Print the line containing "# test: point to the black" and each line after it through the end, please, with nothing added.

[start]

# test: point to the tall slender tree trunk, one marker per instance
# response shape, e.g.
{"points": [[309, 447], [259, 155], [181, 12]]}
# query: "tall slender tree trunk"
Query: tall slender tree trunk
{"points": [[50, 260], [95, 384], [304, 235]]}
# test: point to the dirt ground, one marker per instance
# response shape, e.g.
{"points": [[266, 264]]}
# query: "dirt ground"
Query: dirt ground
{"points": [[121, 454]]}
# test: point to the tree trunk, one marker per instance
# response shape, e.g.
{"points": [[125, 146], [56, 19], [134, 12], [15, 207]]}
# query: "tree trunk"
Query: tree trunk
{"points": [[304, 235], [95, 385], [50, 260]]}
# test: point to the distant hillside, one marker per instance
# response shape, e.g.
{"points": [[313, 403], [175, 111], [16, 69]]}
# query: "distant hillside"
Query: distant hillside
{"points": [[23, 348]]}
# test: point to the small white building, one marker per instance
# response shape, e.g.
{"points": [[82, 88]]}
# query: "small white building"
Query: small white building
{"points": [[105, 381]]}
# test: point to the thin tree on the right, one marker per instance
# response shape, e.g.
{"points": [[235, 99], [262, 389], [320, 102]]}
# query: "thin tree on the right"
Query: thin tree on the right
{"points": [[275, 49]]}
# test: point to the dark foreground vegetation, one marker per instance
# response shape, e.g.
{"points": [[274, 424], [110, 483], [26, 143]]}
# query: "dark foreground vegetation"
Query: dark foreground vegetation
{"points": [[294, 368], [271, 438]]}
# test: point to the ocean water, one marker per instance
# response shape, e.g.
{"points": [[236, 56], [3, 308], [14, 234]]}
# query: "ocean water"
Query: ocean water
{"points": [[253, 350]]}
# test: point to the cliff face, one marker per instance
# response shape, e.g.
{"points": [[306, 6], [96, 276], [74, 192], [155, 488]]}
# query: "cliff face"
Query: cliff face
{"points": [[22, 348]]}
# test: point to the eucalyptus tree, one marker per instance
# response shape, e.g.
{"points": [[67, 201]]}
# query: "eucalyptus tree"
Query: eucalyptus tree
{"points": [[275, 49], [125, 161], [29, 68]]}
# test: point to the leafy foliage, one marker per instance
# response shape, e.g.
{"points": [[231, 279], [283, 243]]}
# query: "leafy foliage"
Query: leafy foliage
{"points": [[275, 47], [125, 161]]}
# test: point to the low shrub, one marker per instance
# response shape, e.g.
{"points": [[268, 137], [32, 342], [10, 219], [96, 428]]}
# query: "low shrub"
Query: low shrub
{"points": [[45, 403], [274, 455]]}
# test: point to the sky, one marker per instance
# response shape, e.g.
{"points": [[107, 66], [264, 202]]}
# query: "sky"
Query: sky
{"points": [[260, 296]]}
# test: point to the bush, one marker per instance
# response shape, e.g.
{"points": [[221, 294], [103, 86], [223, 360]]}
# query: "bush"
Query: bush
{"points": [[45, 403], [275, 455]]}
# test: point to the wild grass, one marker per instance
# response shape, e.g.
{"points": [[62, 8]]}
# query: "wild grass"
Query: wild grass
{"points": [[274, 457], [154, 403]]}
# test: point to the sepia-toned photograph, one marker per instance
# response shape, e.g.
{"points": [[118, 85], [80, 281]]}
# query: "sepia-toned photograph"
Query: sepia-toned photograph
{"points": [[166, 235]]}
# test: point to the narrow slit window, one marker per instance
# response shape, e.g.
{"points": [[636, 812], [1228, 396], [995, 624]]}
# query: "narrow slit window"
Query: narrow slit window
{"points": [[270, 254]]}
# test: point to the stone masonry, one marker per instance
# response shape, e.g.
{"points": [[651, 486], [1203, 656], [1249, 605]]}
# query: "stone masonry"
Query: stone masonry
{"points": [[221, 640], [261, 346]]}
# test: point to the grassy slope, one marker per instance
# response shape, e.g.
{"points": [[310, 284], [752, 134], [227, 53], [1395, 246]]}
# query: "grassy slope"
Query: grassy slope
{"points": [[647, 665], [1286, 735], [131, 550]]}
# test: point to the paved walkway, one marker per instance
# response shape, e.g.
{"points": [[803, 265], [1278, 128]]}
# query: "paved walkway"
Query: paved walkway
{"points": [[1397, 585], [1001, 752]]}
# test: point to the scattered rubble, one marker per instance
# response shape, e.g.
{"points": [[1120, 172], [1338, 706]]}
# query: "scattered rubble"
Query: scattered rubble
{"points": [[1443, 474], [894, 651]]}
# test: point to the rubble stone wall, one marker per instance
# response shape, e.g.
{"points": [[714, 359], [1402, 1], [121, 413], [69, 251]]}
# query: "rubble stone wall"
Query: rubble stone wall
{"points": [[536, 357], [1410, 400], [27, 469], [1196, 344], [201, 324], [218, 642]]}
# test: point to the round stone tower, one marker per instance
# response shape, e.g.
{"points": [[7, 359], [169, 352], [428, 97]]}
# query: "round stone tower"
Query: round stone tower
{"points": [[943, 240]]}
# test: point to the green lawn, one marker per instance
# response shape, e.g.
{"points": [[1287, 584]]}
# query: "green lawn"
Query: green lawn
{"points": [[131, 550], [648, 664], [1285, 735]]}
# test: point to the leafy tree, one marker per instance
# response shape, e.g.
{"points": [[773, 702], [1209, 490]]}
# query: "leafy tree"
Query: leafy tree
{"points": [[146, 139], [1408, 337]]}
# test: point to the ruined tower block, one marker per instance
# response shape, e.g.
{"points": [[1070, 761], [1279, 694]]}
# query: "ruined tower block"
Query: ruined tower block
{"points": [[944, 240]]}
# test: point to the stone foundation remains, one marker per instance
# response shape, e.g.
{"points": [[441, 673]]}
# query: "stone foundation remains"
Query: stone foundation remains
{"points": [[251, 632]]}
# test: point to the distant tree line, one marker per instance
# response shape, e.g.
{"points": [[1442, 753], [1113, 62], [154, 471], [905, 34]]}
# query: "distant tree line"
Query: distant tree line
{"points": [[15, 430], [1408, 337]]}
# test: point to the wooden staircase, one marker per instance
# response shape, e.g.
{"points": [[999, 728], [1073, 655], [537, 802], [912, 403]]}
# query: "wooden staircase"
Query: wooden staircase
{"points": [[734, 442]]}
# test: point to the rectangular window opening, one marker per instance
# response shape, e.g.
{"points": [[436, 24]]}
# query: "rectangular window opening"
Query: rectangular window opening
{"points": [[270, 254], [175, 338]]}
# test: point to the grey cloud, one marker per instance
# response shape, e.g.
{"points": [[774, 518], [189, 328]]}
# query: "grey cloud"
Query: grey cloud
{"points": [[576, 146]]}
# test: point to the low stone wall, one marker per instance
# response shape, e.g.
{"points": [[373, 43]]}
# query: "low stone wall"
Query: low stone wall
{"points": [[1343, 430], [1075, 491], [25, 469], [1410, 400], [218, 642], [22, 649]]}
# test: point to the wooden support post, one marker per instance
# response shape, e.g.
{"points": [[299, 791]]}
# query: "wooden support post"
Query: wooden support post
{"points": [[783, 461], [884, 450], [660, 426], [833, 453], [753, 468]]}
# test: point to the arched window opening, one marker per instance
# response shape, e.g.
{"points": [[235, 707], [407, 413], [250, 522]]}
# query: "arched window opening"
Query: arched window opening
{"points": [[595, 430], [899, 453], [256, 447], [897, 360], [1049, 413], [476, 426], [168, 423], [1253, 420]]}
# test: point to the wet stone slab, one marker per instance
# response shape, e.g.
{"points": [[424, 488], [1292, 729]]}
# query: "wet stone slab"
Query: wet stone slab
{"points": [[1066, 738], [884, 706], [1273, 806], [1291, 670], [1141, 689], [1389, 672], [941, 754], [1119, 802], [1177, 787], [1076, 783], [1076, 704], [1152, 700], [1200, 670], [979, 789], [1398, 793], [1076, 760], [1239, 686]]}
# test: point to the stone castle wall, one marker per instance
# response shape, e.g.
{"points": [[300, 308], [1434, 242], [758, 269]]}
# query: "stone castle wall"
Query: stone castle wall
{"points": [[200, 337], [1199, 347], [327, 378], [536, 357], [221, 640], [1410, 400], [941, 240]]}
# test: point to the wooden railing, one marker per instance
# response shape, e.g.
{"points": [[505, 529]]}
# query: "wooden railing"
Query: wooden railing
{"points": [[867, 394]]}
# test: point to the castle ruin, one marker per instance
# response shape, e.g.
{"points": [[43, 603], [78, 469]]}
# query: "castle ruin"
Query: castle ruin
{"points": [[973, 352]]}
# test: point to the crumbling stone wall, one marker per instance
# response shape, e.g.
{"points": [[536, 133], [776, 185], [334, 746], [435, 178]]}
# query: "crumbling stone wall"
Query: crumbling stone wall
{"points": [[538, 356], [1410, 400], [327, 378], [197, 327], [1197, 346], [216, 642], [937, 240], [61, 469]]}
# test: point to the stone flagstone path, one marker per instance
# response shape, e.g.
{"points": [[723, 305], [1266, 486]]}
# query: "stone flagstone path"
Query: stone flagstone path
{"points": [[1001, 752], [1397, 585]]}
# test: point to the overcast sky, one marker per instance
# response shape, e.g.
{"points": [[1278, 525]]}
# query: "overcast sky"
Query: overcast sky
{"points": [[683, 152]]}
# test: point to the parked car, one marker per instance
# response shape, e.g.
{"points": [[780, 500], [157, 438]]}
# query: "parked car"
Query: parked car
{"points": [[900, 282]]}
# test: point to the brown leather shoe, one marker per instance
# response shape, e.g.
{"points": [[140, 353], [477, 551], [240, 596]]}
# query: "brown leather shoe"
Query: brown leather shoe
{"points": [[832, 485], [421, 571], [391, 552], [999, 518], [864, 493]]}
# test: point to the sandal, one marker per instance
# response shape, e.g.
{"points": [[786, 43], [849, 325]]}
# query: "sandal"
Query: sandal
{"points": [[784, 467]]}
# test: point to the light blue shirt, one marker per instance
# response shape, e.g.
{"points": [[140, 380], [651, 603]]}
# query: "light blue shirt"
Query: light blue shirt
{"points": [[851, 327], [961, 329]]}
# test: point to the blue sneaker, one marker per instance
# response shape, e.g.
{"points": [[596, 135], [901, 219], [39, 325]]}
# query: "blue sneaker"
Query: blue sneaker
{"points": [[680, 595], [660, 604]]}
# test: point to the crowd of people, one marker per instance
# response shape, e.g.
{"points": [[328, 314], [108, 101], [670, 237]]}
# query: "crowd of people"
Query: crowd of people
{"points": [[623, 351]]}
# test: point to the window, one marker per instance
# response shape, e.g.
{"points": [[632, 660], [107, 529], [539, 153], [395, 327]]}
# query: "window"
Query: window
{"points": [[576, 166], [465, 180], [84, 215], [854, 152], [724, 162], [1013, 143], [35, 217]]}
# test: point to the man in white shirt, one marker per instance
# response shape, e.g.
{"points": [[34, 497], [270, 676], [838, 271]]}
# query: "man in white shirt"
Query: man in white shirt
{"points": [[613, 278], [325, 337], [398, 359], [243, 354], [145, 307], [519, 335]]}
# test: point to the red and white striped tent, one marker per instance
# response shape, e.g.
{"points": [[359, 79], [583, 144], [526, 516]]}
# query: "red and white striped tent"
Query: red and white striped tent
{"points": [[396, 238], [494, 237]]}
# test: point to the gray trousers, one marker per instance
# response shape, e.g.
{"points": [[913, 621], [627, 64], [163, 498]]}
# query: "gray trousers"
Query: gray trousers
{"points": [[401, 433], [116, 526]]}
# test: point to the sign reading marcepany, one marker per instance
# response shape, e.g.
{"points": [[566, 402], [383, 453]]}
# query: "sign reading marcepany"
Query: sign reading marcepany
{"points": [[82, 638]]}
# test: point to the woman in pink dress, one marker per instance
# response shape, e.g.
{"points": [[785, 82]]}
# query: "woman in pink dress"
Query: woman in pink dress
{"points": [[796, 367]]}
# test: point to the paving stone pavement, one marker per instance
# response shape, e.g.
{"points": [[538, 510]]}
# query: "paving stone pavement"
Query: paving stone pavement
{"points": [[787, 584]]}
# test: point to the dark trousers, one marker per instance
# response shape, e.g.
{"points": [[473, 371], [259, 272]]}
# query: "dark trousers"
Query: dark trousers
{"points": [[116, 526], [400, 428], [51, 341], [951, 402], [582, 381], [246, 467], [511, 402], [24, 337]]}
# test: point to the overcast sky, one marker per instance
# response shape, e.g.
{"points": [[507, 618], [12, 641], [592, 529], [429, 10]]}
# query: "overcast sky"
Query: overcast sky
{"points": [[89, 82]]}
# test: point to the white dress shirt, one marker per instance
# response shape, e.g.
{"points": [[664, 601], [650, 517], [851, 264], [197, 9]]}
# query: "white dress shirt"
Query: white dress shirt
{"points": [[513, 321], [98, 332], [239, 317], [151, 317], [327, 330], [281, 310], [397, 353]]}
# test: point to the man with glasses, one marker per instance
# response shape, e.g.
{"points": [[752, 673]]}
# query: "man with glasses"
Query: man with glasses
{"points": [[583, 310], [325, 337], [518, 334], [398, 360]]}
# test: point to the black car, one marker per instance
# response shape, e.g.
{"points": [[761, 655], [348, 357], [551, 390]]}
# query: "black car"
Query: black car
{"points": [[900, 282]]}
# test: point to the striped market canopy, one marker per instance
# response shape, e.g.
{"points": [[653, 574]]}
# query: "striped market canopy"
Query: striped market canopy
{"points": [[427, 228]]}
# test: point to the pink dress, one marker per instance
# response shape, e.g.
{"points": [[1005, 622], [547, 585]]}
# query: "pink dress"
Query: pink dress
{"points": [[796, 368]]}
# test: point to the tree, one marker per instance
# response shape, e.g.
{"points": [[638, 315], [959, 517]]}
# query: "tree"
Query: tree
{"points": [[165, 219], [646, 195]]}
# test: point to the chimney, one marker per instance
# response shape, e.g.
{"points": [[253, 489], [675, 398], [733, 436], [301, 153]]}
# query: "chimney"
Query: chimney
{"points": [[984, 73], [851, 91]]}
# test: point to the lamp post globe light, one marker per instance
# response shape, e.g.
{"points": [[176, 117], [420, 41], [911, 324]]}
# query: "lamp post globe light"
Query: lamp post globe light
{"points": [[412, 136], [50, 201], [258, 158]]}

[end]

▶ [Task output]:
# test: point to the black car, one marker per instance
# response shape, e.g.
{"points": [[761, 655], [348, 357], [551, 390]]}
# query: "black car"
Query: black car
{"points": [[900, 282]]}
# test: point to the striped market canopy, one marker per instance
# response shape, e.g.
{"points": [[653, 574]]}
# query: "striped market canopy"
Query: striped market canopy
{"points": [[427, 228]]}
# test: point to the pink dress, one marker per instance
# response shape, e.g.
{"points": [[1005, 622], [547, 585]]}
# query: "pink dress"
Query: pink dress
{"points": [[796, 368]]}
# test: point to the tree, one marker per instance
# response shape, e.g.
{"points": [[638, 315], [959, 517]]}
# query: "tree"
Query: tree
{"points": [[165, 219], [646, 195]]}
# test: point to the chimney, one marker per instance
# response shape, e.g.
{"points": [[253, 489], [675, 398], [733, 436], [301, 153]]}
# query: "chimney"
Query: chimney
{"points": [[984, 73], [851, 91]]}
# test: point to the lamp post globe light, one marker per instance
# response shape, e.g.
{"points": [[176, 117], [420, 41], [911, 324]]}
# query: "lamp post globe light"
Query: lamp post globe light
{"points": [[412, 136], [50, 201], [258, 158]]}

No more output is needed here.